(Object location annotation data)
------
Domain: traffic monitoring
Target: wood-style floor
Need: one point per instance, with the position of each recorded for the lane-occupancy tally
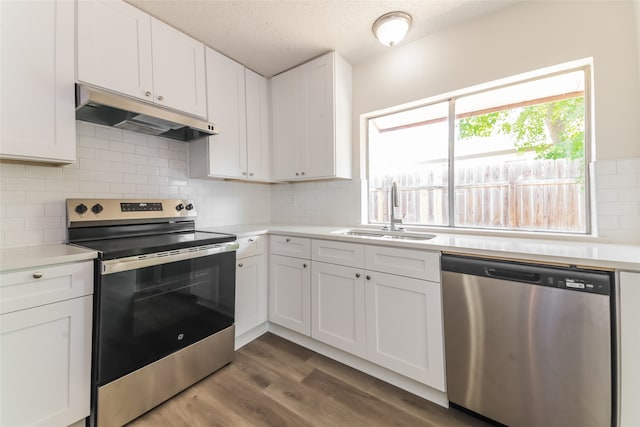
(273, 382)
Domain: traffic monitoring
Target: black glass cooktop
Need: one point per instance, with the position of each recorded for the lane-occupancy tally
(140, 245)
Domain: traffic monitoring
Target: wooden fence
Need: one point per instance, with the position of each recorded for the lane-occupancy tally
(517, 195)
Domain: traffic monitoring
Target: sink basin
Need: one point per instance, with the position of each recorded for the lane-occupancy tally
(385, 235)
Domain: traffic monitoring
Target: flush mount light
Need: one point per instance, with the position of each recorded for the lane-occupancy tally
(391, 27)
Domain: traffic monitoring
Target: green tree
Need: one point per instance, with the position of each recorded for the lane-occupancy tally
(554, 130)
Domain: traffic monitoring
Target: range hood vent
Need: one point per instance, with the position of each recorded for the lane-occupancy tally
(107, 108)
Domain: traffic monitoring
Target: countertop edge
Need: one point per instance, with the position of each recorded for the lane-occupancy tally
(38, 256)
(532, 250)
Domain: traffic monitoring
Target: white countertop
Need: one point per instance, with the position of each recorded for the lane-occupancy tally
(586, 254)
(34, 256)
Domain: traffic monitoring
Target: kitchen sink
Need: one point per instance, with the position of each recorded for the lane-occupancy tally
(385, 235)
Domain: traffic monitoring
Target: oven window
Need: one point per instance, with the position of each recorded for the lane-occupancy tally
(148, 313)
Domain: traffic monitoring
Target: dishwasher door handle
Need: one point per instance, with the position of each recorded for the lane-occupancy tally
(508, 274)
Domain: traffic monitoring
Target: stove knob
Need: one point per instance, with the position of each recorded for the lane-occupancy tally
(81, 208)
(97, 208)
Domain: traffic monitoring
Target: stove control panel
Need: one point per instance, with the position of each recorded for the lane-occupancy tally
(91, 210)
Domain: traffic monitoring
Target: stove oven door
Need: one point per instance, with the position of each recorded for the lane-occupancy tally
(149, 312)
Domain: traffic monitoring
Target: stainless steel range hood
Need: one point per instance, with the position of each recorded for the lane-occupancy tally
(110, 109)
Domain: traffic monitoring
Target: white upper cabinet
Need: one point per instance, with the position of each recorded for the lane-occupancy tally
(258, 127)
(114, 47)
(226, 93)
(311, 107)
(238, 101)
(121, 48)
(178, 70)
(37, 120)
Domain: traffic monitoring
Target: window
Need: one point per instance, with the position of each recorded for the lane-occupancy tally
(511, 158)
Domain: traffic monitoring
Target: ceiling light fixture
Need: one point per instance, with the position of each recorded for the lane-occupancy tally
(391, 27)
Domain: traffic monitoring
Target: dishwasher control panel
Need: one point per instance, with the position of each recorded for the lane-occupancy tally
(569, 277)
(594, 285)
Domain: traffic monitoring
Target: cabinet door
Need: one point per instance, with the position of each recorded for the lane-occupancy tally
(290, 293)
(317, 157)
(337, 307)
(404, 327)
(114, 48)
(251, 293)
(179, 79)
(258, 133)
(227, 109)
(288, 125)
(45, 364)
(298, 247)
(37, 118)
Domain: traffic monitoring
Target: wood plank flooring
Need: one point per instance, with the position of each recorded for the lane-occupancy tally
------
▶ [TASK GOAL]:
Omit every picture, then reproduce the rest of the listing exactly.

▶ [OUTPUT]:
Domain: traffic monitoring
Target: wood-style floor
Need: one point per instance, with the position of each recorded for the lane-occupancy tally
(273, 382)
Domain: traffic monitoring
Target: black glass cooktop
Need: one point per instance, with the position of each recorded for the lane-occupancy tally
(140, 245)
Domain: traffic monitoring
Target: wooden fence
Need: one point per instance, with the position of each recorded for the lane-occupancy tally
(517, 195)
Domain: traffic monitoring
Target: sink basin
Need: one point per instance, with the position of each recorded for the lane-occupancy tally
(385, 235)
Domain: traffic monitoring
Target: flush mount light
Need: one point per instance, with the position of each recorded for the lane-occupancy tally
(391, 27)
Domain: traffic monitoring
Target: green tree
Need: one point per instance, with the position of each recorded for the lane-occupancy tally
(554, 130)
Domain: traffic monitoring
Target: range hood vent
Need: one point per instance, with the position of each recorded for the lane-occupancy tally
(107, 108)
Domain: traffic monitoring
Target: countertop edge
Need: one point per instance, with the position of each recorded for the lane-occupancy tally
(38, 256)
(532, 250)
Domain: traffic monitoring
Target: white countertop
Need: one point per instance, with the position of each recorded for the lane-occupancy tally
(586, 254)
(34, 256)
Domain: traffic monitoring
Target: kitchen sink
Need: one point per instance, with the position of each recorded for the lane-occupancy tally
(385, 235)
Domain: traffic monitoring
Target: oven window
Need: one point per instance, with the position of each recorded for the lane-occupancy tally
(148, 313)
Domain: traffic monitoring
Target: dishwasher door handle
Need: one point per instance, with the position of each recorded for the lane-occupancy tally
(508, 274)
Domain: traffic monitoring
Target: stove knob
Need: one point per instance, with the position of each recorded for the lane-occupancy tally
(81, 208)
(97, 208)
Domain: traffic monitoring
Target: stove control panel
Need: one point per instance, with the position of each recorded for the lane-occupancy tally
(91, 210)
Domain: traffic monitoring
Target: stove oven door
Need: one point per instance, with the position of each recorded for the lane-occupancy tally
(149, 312)
Domain: traffic monitoring
Target: stainless steel range hood
Need: one point per instance, with the position of each recorded for the lane-occupancy tally
(110, 109)
Domain: traffic monitoring
Target: white upper cabinet
Need: one point per instance, with the position of each recorded for the lane-occupancy tally
(258, 127)
(114, 47)
(226, 93)
(311, 107)
(238, 101)
(121, 48)
(178, 70)
(37, 120)
Domain: traffic monitoring
Target: window
Need: one point per instance, with the position of each recorded for the lane-occupancy tally
(511, 158)
Domain: traffic monitoring
Target: ceiling light fixture
Need: one point per instance, with the position of each recorded for the lane-occupancy tally
(391, 27)
Domain: traffic monitoring
Target: dishwasher control panel
Need: one point per instance, with the position of each recorded for the lane-occupancy tally
(569, 277)
(594, 285)
Domain: traffic monitoring
Target: cabinet door
Need: one point per instance, with the position of each recorded for the lane-occupancy tally
(290, 293)
(317, 157)
(337, 307)
(404, 327)
(114, 48)
(251, 293)
(179, 79)
(258, 133)
(227, 109)
(288, 125)
(45, 364)
(298, 247)
(37, 118)
Domain: traffic monitoring
Target: wood plank flooring
Need: one point per instance, with the position of each recorded for the lane-occupancy tally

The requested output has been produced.